§ **Exercise details**: Revise the listing from the line with "mirror, then report the bounding box." up to and including the line with "[416,245,558,308]" so that "pillow" becomes "cushion", with everything else left unchanged, and return only those lines.

§ **Records**:
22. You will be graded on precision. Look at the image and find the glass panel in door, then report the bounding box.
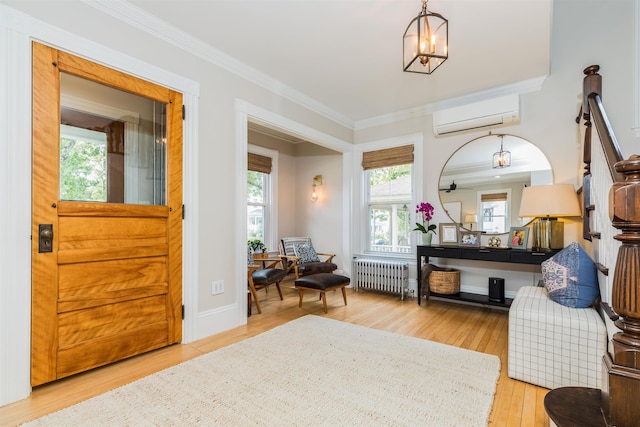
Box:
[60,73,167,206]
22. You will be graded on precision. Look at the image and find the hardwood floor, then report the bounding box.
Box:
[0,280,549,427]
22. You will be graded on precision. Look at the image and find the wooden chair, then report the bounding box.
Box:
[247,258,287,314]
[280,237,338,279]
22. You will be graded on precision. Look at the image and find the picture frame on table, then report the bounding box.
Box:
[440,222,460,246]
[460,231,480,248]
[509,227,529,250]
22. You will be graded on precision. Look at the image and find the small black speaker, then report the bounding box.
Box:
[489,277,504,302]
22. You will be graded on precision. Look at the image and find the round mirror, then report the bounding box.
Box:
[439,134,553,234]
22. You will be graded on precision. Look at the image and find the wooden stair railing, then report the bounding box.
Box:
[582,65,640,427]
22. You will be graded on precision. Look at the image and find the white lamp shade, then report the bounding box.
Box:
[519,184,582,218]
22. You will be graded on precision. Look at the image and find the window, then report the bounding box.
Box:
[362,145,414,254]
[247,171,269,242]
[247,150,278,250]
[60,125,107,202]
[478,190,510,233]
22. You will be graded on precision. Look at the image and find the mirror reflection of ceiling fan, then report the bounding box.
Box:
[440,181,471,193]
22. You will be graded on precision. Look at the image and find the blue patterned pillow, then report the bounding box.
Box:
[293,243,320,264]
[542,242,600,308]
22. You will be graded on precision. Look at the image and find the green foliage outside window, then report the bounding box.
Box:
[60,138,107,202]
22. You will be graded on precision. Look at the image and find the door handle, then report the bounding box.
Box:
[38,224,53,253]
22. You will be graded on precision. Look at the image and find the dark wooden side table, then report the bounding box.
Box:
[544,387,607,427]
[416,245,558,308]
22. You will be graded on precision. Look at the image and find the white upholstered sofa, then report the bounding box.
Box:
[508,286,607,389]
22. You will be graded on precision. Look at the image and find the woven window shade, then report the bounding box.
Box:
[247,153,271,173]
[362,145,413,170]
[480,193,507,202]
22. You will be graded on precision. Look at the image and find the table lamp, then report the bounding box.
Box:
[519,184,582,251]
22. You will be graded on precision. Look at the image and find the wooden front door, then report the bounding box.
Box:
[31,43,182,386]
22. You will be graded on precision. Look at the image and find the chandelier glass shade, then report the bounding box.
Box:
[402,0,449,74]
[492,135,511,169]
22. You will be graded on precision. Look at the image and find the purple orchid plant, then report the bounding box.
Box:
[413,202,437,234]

---

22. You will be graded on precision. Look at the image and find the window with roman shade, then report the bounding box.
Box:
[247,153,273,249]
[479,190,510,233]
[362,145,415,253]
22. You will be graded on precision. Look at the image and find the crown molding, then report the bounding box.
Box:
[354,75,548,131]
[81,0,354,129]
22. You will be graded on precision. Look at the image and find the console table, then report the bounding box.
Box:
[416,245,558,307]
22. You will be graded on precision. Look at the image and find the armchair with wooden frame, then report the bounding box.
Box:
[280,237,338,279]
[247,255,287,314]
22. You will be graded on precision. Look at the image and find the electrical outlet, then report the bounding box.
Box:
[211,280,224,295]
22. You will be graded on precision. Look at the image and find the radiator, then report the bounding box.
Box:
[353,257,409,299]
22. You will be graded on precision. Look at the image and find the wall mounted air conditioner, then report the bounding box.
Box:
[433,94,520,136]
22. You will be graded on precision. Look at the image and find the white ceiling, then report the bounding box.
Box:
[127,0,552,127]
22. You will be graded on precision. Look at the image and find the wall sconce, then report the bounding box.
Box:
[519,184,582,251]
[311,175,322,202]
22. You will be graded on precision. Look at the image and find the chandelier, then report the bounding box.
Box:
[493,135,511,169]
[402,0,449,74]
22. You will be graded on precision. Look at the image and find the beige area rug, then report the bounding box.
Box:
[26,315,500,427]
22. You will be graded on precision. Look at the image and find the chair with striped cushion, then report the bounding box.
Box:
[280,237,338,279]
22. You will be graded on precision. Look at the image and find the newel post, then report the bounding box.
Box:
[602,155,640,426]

...

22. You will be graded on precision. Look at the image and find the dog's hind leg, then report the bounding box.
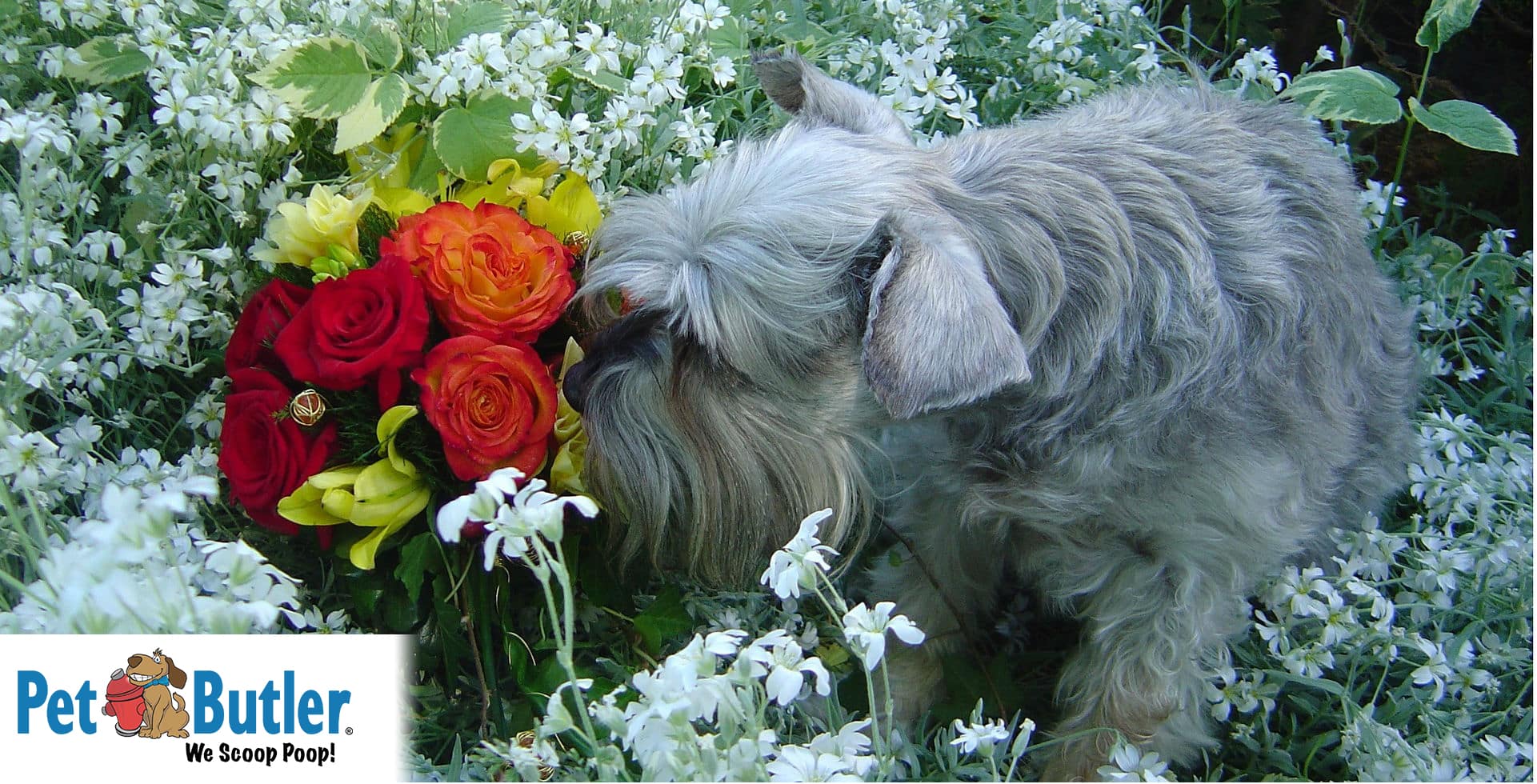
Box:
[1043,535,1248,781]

§ **Written answer**:
22. You will be graded on precision. Look at the image and find the round mirror, then report the bounding box.
Box:
[439,134,553,234]
22. You will be graded on precision. Look at the image and find the wooden stair railing, then report the bounding box.
Box:
[582,65,640,427]
22. You will be graded on precision. Look at the image and find the white lamp shade, then report the bounding box.
Box:
[519,184,582,218]
22. You will be graded on precision. Look at the image and find the window, then report the bounding box.
Box:
[362,145,414,254]
[247,171,269,242]
[247,150,278,250]
[60,125,107,202]
[478,190,510,233]
22. You will be graded on precision. Look at the image and find the mirror reflection of ceiling fan, then report the bounding box.
Box:
[440,181,471,193]
22. You will be graded on precision. Look at the image and find the blue patterned cushion, then report the bounding box.
Box:
[293,243,320,264]
[542,242,600,308]
22. You will be graded on precision. Look at the image and find the green foliage outside window, then report the bounding box.
Box:
[60,138,107,202]
22. You will be graded on precision. Look at the image and find the door handle, then report the bounding box.
Box:
[38,224,53,253]
22. You will be graded on precision. Look at the image and find the dark wooden side table, then report the bounding box.
Box:
[544,387,607,427]
[416,245,558,308]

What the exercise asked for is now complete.